BRIEF: Copy everything in the listing from the line containing "Ground man's outstretched" down to the end, with both ends included, and leave the pictures out.
____________________
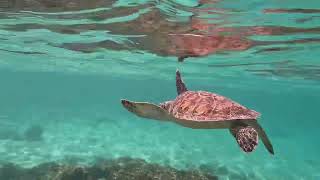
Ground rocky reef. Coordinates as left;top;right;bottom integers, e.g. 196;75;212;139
0;157;218;180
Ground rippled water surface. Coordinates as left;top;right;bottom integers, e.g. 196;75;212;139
0;0;320;179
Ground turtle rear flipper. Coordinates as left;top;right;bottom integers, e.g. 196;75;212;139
247;120;274;154
121;99;174;121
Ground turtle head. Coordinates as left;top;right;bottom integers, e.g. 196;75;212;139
121;99;172;120
230;126;259;153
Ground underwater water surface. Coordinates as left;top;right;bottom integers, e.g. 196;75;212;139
0;0;320;180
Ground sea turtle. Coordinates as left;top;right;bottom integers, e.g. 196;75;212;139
121;70;274;154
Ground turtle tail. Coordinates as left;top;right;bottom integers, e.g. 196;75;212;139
176;69;188;95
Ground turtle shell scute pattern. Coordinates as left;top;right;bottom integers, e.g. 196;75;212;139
169;91;260;121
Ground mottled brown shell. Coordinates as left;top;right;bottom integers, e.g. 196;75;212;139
168;91;260;121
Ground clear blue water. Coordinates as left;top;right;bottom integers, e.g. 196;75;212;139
0;0;320;179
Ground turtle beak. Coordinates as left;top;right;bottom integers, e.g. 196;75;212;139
121;99;136;112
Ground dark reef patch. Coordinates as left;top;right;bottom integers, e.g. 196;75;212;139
0;157;218;180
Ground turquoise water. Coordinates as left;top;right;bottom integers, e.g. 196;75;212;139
0;0;320;179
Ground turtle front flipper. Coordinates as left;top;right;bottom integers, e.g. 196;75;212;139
121;99;174;121
246;120;274;154
176;70;188;95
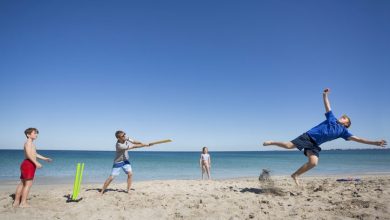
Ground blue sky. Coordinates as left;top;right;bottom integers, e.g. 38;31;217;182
0;1;390;151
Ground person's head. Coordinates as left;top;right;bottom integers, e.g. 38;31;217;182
338;115;351;128
115;131;126;141
24;128;39;140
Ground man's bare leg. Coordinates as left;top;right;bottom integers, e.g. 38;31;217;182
100;176;114;195
12;180;23;208
127;172;133;193
20;180;33;208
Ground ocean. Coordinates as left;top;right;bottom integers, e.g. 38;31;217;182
0;149;390;183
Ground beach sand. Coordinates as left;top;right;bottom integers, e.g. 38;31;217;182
0;175;390;220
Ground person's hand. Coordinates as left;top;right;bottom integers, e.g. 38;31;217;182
35;162;42;169
324;88;330;94
376;140;387;147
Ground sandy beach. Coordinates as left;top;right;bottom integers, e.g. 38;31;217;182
0;175;390;219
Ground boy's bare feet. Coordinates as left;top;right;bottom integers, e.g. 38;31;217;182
291;174;300;186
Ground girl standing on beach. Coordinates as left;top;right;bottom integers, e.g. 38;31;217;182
199;147;211;180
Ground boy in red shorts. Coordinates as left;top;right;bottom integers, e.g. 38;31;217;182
13;128;52;208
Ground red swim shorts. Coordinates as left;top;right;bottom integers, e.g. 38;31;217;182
20;159;36;180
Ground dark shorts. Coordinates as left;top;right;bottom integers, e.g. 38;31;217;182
291;133;321;157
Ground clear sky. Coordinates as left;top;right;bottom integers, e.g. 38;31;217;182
0;0;390;151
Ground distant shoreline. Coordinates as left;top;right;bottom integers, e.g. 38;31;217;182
0;148;390;153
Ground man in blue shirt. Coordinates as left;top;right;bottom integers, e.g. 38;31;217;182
263;89;387;185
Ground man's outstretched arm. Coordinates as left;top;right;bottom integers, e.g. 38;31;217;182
322;88;332;112
348;136;387;147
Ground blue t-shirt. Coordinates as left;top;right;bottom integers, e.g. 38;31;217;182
306;111;353;145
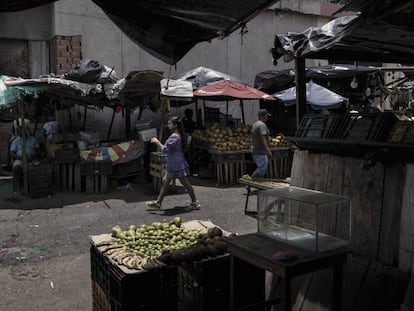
____________________
EXPECTED ANSWER:
Ground man's outstretched arm. Coordinates as left;top;right;bottom integers, e.g. 38;31;217;182
322;88;332;112
348;136;387;147
Ground blue t-shirt. Coordinates as left;top;right;bottom integers, e.g. 38;31;217;182
306;111;353;145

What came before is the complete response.